Written exercise A: In the article on millennials and home ownership, what percentage of millennials expect financial help from the Bank of Mum and Dad?
Written exercise B: Carry on writing the article on millennials and home ownership, starting after its last sentence.

* Start Given text *

Millennials Get Real With The Numbers

560 315 Jess Easby

Making Sacrifices For Home Ownership Over Retirement

Millennials are chasing the home ownership dream at the potential cost of a lower income in retirement, new research[1] shows.

Over a third (35%) of millennials say they prioritise saving for a deposit on a home instead of their retirement. Nearly a fifth (19%) say buying a house is the main reason they don’t save more into their pension, while 10% say student debt stops them saving into a pension. One in 11 (9%) admits that frequently changing jobs affects their ability to make regular pension contributions.

Millennials seem willing to make sacrifices for home ownership, with one in ten (10%) living with parents instead of renting to help save more money for a home. The study found men are almost twice as likely (20%) to be heading home compared to women (11%).

Bank Of Mum And Dad

Despite worries about graduate debt and the squeeze on wages, on average, nearly a third (31%) expect to buy their first property by the age of 30, with men (39%) more confident than women (26%) they’ll achieve their ambition. However, the research shows they won’t all have to save hard – an optimistic 20% expect to receive financial aid from the Bank of Mum and Dad.

Industry data[2] shows millennials are right to be hopeful about home ownership – around 365,600 first-time buyers completed mortgages in the year to July 2018, borrowing a total of £59.9 billion. The average age of the first-time buyer during the year was 30, borrowing an average £145,000 on a gross household income of £42,000.

* End Given text *
* Start Information given *

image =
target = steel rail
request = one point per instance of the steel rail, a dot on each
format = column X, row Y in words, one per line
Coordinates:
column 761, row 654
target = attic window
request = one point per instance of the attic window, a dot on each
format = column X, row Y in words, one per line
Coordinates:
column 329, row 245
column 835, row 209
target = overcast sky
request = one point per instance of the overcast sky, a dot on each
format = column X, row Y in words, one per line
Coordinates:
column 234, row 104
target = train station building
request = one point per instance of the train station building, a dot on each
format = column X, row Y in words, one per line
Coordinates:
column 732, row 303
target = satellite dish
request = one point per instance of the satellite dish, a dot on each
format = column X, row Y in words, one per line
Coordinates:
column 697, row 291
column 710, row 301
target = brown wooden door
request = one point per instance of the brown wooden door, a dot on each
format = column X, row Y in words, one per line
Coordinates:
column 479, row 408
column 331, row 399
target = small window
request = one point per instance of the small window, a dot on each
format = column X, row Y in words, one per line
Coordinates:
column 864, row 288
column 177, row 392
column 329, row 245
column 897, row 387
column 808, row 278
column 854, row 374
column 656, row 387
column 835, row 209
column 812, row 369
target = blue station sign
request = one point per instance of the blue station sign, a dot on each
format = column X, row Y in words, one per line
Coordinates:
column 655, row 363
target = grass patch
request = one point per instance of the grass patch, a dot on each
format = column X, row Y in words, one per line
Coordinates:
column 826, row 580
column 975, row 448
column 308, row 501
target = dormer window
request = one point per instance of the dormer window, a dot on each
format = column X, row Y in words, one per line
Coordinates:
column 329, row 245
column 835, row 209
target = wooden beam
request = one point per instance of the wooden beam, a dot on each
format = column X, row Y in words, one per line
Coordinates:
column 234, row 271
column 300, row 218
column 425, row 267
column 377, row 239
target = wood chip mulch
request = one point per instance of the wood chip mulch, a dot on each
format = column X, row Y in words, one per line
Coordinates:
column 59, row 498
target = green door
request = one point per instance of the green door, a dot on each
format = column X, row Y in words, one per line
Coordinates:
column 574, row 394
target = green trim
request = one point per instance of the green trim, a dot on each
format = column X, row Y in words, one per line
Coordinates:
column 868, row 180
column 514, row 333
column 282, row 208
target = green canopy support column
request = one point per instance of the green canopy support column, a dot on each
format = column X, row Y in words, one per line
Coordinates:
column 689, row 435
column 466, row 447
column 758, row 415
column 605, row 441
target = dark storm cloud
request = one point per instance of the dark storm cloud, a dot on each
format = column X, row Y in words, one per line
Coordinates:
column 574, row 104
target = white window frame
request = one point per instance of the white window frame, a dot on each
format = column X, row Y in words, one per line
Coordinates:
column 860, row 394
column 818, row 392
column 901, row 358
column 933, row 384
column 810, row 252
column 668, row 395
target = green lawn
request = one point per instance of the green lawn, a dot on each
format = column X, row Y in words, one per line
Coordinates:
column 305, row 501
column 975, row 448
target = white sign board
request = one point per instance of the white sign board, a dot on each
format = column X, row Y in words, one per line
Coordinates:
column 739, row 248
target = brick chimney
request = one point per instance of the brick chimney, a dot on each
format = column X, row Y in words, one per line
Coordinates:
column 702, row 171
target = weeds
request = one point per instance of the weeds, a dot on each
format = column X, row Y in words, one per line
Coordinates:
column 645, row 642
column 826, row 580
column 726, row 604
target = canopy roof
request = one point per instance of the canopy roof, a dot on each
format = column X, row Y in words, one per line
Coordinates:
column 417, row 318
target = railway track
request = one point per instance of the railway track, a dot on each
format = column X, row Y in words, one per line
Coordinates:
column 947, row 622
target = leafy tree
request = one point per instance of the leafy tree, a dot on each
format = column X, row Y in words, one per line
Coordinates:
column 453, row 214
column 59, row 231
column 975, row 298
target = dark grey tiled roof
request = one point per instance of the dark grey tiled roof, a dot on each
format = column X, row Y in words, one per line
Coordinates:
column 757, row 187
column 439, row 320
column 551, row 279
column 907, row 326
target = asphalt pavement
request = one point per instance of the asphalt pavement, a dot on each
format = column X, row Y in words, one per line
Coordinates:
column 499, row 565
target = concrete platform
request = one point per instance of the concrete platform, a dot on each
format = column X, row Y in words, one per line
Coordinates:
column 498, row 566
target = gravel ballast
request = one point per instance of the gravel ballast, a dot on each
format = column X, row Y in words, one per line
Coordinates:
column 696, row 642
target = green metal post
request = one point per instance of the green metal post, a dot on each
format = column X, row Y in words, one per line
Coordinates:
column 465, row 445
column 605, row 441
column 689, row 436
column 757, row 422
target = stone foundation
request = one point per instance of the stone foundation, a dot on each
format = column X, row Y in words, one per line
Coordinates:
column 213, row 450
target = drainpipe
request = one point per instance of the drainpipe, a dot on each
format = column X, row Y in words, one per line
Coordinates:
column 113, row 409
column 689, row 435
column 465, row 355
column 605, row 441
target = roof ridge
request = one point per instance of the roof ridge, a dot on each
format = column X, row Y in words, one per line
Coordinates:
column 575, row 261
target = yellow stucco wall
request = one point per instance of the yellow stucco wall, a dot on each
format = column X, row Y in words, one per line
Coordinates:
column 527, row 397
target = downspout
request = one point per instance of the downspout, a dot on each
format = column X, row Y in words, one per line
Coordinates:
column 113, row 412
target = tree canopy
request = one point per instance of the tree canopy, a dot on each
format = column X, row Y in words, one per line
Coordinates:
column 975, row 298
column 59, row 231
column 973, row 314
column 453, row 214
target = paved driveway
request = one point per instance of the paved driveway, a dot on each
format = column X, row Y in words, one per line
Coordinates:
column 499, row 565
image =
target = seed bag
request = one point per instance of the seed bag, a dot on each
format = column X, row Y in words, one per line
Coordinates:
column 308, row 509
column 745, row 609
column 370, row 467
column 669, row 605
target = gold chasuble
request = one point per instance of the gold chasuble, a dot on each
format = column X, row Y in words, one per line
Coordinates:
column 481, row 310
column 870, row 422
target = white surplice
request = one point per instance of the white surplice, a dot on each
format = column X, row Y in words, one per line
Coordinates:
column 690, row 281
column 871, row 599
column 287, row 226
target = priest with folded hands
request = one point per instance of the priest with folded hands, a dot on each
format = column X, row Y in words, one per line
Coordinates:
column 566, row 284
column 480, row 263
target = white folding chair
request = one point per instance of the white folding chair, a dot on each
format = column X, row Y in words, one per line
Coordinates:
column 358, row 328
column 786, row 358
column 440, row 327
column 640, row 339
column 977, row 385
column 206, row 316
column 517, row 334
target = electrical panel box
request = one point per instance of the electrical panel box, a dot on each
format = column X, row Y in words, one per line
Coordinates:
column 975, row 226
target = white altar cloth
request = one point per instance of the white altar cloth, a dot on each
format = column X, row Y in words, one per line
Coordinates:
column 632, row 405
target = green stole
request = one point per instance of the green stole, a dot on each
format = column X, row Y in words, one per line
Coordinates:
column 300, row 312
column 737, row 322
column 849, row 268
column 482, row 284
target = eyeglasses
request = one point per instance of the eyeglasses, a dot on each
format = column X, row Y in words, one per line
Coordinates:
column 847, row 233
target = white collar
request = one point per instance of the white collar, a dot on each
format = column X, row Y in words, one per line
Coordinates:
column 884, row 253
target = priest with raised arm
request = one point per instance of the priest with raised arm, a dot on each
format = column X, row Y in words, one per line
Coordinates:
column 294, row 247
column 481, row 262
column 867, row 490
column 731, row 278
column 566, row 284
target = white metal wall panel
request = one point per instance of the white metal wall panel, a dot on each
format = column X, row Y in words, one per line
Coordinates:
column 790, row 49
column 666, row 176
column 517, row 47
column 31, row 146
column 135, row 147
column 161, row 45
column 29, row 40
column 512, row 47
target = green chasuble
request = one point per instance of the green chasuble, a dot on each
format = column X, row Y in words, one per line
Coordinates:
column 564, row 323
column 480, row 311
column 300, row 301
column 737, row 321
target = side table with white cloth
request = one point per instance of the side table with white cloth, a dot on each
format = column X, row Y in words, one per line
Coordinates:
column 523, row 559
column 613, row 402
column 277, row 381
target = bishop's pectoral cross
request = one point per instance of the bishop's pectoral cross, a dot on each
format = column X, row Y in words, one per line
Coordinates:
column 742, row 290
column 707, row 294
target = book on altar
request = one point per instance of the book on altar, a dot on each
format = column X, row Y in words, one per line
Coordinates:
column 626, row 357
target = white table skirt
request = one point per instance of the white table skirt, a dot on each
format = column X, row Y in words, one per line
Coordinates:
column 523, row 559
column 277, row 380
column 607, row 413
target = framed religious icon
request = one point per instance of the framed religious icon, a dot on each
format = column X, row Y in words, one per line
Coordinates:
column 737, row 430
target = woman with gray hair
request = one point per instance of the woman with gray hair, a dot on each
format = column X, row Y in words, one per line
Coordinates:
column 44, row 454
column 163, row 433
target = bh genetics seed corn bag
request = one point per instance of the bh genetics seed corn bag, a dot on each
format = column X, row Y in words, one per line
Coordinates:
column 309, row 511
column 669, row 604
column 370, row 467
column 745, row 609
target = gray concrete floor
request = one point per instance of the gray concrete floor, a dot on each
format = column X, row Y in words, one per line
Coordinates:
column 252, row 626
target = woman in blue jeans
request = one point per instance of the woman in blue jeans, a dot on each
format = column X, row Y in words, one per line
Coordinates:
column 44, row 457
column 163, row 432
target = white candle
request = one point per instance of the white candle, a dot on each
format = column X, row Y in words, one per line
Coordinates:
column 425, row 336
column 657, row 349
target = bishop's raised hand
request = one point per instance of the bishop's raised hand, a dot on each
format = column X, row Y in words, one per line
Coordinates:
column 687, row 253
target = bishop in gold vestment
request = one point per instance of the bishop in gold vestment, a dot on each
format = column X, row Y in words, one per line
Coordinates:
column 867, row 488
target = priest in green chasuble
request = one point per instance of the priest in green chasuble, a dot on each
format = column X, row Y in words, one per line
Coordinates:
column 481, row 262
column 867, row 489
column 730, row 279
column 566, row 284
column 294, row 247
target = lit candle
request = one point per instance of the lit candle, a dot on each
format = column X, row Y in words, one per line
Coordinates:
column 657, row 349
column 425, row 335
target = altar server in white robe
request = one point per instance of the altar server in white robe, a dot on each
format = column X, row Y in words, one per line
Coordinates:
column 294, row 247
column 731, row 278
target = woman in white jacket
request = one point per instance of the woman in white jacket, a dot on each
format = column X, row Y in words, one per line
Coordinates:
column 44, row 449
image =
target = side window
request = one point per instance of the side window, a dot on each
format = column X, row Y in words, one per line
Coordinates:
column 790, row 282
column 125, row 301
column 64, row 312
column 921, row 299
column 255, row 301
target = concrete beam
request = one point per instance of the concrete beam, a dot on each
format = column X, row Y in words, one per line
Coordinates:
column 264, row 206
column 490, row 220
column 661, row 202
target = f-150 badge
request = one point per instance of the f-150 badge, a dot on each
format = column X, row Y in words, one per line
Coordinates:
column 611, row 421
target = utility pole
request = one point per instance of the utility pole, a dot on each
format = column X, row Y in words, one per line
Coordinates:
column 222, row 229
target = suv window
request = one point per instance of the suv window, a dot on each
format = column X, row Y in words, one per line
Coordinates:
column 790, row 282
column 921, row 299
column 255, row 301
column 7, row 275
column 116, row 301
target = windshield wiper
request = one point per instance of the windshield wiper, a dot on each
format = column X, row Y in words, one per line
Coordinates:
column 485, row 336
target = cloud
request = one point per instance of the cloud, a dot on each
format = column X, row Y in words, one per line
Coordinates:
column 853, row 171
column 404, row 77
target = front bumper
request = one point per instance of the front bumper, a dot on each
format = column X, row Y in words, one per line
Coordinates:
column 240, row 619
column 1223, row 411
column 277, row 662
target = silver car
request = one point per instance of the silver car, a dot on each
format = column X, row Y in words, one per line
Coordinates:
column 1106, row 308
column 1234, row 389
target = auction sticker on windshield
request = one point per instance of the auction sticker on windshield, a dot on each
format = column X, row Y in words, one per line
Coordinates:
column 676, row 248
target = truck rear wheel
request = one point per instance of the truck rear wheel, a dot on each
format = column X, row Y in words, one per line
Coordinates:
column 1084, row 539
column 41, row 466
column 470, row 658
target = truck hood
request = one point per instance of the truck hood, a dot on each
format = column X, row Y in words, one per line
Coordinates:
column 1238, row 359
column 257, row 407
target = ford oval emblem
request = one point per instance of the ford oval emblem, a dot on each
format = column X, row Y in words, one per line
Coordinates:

* End Information given *

Expected output A: 20%

Expected output B:
But pensions are feeling the strain. The research found around 21% say they have not started saving for retirement yet, while 15% say pension saving does not motivate them, and 12% believe pensions are irrelevant to millennials.

Focused On Home Ownership

Retirement can seem daunting for millennials and is, of course, a long way off when you are contending with student debts and high rents. However, it is crucial to start saving for your pension as early on as possible, putting away as much as you can each time.

It is easier if you start doing this as soon as you start working, so you get used to the money going straight into your pension pot. Many will, at least, be saving through the workplace, which is a good start, and contributions should be regularly reviewed to ensure a significant fund can be built up.

Not all millennials, however, are focused on home ownership. According to the survey, approximately 17% of under-35s say buying a house is a not a realistic option at present, while 11% say that saving for a house deposit is not a financial priority. And it is not just millennials, as the research shows that one in seven 35-54-year- olds have given up on the hope of ever owning a home.

Don’t Let Saving Become A Daunting Prospect

Juggling buying a house with saving for retirement is no doubt a challenge, and it is inevitable that something may get dropped, which unfortunately appears to be retirement saving. However, it is important to start saving for your pension as early on as possible. To find out how we can help, please contact us – we look forward to hearing from you.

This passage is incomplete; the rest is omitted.